Task directions ▸ Can you retype every record below exactly as written?

Data listing
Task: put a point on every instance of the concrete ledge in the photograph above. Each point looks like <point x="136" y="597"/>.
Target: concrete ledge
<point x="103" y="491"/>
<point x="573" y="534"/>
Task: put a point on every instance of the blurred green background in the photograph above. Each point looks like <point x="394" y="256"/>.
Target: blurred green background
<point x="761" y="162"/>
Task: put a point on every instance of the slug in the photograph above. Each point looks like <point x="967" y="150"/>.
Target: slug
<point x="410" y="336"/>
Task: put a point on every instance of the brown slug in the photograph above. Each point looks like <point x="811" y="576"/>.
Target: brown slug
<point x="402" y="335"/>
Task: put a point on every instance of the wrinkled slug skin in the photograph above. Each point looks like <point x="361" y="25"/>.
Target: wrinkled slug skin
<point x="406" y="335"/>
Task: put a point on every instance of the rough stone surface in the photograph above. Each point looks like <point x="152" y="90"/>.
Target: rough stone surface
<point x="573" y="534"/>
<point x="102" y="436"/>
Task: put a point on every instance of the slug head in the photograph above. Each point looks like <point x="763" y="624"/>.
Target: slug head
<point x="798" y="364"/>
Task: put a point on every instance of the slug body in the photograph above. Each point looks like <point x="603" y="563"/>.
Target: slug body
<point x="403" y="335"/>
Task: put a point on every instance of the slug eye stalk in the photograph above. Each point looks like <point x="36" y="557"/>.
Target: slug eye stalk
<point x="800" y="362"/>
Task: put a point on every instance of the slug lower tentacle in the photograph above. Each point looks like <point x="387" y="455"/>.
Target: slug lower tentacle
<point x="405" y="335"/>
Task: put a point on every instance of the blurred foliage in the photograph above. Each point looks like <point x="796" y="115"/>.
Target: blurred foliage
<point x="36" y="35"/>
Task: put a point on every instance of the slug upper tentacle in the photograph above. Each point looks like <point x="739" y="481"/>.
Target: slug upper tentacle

Response ▸
Task: put a point on every instance of the concrete ledge in the photograph above. Each point looks like <point x="136" y="597"/>.
Target: concrete ledge
<point x="103" y="491"/>
<point x="573" y="534"/>
Task: put a point on every instance of the blurred green background in the photograph above. Each point looks like <point x="394" y="256"/>.
Target: blurred green background
<point x="761" y="162"/>
Task: put a point on every instance of the slug in the photograph above. Each point looks like <point x="967" y="150"/>.
Target: slug
<point x="410" y="336"/>
Task: put a point on every instance of the brown slug in the photograph above. Each point looks like <point x="811" y="576"/>.
Target: brown slug
<point x="402" y="335"/>
Task: put a point on every instance of the wrinkled slug skin in the photograph above. Each point looks like <point x="361" y="25"/>.
Target: wrinkled slug skin
<point x="406" y="335"/>
Task: put a point on every instance of the rough stone surface in the photograph above. Each point looks like <point x="152" y="90"/>.
Target: rough stone surface
<point x="573" y="534"/>
<point x="102" y="436"/>
Task: put a point on every instance of the slug head in the photograph above. Each point looks like <point x="763" y="624"/>.
Target: slug head
<point x="798" y="364"/>
Task: put a point on every instance of the slug body in the photograph above. Each point looks like <point x="603" y="563"/>.
Target: slug body
<point x="403" y="335"/>
Task: put a point on every instance of the slug eye stalk in the photograph above. Each point looks like <point x="36" y="557"/>.
Target: slug eye stalk
<point x="800" y="362"/>
Task: put a point on every instance of the slug lower tentacle in the photograph above. Each point looks like <point x="387" y="455"/>.
Target: slug lower tentacle
<point x="405" y="335"/>
Task: put a point on every instance of the blurred foliage in the photograph above. Each point looks like <point x="796" y="115"/>.
Target: blurred foliage
<point x="36" y="35"/>
Task: put a point on every instance of the slug upper tentacle in the photograph above. Each point looks like <point x="739" y="481"/>.
Target: slug upper tentacle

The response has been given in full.